◆ Instruction 1 ◆
Pull out the lines of the listing below starting at the line that contains "chair with a bounding box." and ending at the last line of the listing, and reproduce each one unchanged.
[start of Given passage]
All Courses

Practice: Applying K-Means to Simple Data

Okay, let's put theory into practice. You've learned about unsupervised learning, clustering, and the mechanics of the K-Means algorithm. Now, we'll walk through applying K-Means to a simple dataset to see it in action. The goal is to group data points without knowing their "true" labels beforehand, relying only on the positions of the points themselves.

We'll use a common approach in introductory examples: generating synthetic data. This is helpful because we can create data where we know there are distinct groups, making it easier to visually check if K-Means does a reasonable job finding them. We will use Python along with popular libraries like Scikit-learn for the K-Means algorithm and Plotly for visualization.

Setting Up Our Tools

First, ensure you have the necessary libraries. If you're working in an environment like Google Colab or Anaconda, these might already be installed. If not, you'd typically install them using pip:

pip install scikit-learn numpy plotly

For this example, we need numpy for numerical operations (especially creating our data), sklearn.cluster for the KMeans algorithm, and plotly.graph_objects for creating interactive plots suitable for the web.
[end of Given passage]
[start of Stored data]
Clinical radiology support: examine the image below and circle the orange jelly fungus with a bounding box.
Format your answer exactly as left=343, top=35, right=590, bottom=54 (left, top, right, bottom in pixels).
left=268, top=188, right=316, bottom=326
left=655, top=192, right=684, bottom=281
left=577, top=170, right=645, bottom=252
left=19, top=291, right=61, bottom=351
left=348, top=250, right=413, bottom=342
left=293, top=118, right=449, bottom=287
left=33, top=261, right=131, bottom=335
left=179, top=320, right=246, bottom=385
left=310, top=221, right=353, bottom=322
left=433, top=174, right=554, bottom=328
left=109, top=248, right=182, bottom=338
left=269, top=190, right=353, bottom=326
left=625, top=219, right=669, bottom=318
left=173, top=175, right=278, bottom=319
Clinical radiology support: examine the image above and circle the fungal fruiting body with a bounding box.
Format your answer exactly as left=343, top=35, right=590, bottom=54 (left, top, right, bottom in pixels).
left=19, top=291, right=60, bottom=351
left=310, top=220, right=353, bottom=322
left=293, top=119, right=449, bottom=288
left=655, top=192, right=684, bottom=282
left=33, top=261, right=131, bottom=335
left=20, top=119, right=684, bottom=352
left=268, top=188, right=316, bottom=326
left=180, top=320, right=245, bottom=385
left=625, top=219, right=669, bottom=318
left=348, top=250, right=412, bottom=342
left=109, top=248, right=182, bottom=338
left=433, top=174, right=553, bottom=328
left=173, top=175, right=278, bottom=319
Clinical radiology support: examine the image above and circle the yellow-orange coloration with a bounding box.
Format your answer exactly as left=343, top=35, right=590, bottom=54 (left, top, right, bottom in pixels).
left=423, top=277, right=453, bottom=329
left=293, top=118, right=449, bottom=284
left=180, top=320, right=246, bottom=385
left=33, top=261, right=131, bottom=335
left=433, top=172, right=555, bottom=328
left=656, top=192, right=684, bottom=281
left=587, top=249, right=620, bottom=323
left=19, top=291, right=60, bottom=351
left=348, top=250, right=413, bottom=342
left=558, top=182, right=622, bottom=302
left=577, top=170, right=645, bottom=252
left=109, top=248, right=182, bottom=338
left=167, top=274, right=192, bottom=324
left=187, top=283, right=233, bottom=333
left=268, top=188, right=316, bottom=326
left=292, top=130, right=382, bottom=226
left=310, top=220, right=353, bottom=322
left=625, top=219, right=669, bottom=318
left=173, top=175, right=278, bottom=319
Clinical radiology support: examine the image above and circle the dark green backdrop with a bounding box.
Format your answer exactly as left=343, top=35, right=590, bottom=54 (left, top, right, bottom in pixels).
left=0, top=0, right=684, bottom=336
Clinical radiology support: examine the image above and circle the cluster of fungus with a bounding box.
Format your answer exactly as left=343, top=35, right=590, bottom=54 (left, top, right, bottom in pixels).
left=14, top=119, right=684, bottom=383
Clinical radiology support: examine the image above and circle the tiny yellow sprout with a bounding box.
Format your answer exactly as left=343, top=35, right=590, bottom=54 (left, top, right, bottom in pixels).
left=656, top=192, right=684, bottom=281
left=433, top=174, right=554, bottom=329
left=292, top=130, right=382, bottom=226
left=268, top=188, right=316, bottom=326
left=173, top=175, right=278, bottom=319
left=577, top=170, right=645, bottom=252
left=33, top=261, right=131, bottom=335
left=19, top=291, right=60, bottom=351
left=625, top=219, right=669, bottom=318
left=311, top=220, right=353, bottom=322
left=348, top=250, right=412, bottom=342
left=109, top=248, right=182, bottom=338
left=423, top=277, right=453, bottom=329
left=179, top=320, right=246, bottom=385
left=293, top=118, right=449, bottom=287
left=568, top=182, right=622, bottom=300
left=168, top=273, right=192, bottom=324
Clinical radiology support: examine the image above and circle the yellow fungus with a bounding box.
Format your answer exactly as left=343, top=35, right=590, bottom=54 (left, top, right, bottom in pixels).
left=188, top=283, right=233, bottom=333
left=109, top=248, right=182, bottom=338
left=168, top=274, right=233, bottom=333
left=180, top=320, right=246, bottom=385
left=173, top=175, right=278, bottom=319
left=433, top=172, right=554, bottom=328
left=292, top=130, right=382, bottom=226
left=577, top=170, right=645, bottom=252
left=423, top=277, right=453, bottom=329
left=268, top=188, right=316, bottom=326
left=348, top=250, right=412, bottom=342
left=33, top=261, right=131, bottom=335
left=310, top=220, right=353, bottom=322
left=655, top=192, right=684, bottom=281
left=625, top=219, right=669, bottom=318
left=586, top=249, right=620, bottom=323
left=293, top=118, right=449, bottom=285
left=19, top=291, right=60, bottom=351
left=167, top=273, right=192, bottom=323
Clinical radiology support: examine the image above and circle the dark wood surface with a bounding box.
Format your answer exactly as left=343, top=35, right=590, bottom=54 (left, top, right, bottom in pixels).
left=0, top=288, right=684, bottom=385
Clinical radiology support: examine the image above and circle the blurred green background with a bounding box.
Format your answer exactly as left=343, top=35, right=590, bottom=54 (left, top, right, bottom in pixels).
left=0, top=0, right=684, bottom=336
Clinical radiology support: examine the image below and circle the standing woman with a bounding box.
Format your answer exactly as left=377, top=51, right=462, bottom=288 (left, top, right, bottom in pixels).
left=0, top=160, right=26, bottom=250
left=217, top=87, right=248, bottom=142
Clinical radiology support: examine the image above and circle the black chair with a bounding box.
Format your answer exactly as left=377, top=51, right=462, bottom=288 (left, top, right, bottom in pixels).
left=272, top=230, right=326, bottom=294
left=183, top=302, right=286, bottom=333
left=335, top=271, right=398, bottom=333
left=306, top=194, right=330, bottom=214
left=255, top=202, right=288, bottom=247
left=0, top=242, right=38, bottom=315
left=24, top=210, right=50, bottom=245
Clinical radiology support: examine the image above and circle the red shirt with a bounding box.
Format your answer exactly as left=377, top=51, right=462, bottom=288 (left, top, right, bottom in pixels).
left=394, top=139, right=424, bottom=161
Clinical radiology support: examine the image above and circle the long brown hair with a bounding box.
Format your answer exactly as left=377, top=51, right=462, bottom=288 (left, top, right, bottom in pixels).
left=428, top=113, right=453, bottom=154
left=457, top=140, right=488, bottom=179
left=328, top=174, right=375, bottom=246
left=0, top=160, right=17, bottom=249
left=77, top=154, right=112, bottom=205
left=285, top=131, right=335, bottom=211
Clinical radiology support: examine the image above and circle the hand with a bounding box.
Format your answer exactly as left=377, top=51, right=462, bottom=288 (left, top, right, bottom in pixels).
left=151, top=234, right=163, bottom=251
[end of Stored data]
◆ Instruction 2 ◆
Copy word for word the passage of the K-Means tutorial above starting at "Okay, let's put" and ending at "Plotly for visualization.".

◆ Full output 1 ◆
Clinical radiology support: examine the image above and circle the black chair with a bounding box.
Format your answer exactly as left=377, top=51, right=462, bottom=288 (left, top, right, bottom in pixels).
left=272, top=230, right=326, bottom=294
left=183, top=302, right=286, bottom=333
left=335, top=271, right=398, bottom=333
left=306, top=194, right=330, bottom=214
left=255, top=202, right=288, bottom=247
left=0, top=242, right=38, bottom=315
left=24, top=210, right=50, bottom=245
Clinical radiology support: examine the image above and circle the red shirt with a bounding box.
Format your answer exactly as left=377, top=51, right=462, bottom=288 (left, top, right, bottom in pixels).
left=394, top=139, right=424, bottom=161
Clinical radiology support: examine the image above and circle the long brown hair with a bounding box.
Format your answer exactly as left=377, top=51, right=462, bottom=288 (left, top, right, bottom in pixels).
left=428, top=113, right=453, bottom=154
left=457, top=140, right=488, bottom=179
left=328, top=174, right=375, bottom=246
left=0, top=160, right=17, bottom=249
left=77, top=154, right=112, bottom=205
left=285, top=131, right=335, bottom=211
Clinical radiology support: examine the image above and circle the hand with a bounding box.
Format your answer exactly as left=377, top=51, right=462, bottom=288 (left, top, right, bottom in pixels).
left=151, top=234, right=163, bottom=251

◆ Full output 2 ◆
Okay, let's put theory into practice. You've learned about unsupervised learning, clustering, and the mechanics of the K-Means algorithm. Now, we'll walk through applying K-Means to a simple dataset to see it in action. The goal is to group data points without knowing their "true" labels beforehand, relying only on the positions of the points themselves.

We'll use a common approach in introductory examples: generating synthetic data. This is helpful because we can create data where we know there are distinct groups, making it easier to visually check if K-Means does a reasonable job finding them. We will use Python along with popular libraries like Scikit-learn for the K-Means algorithm and Plotly for visualization.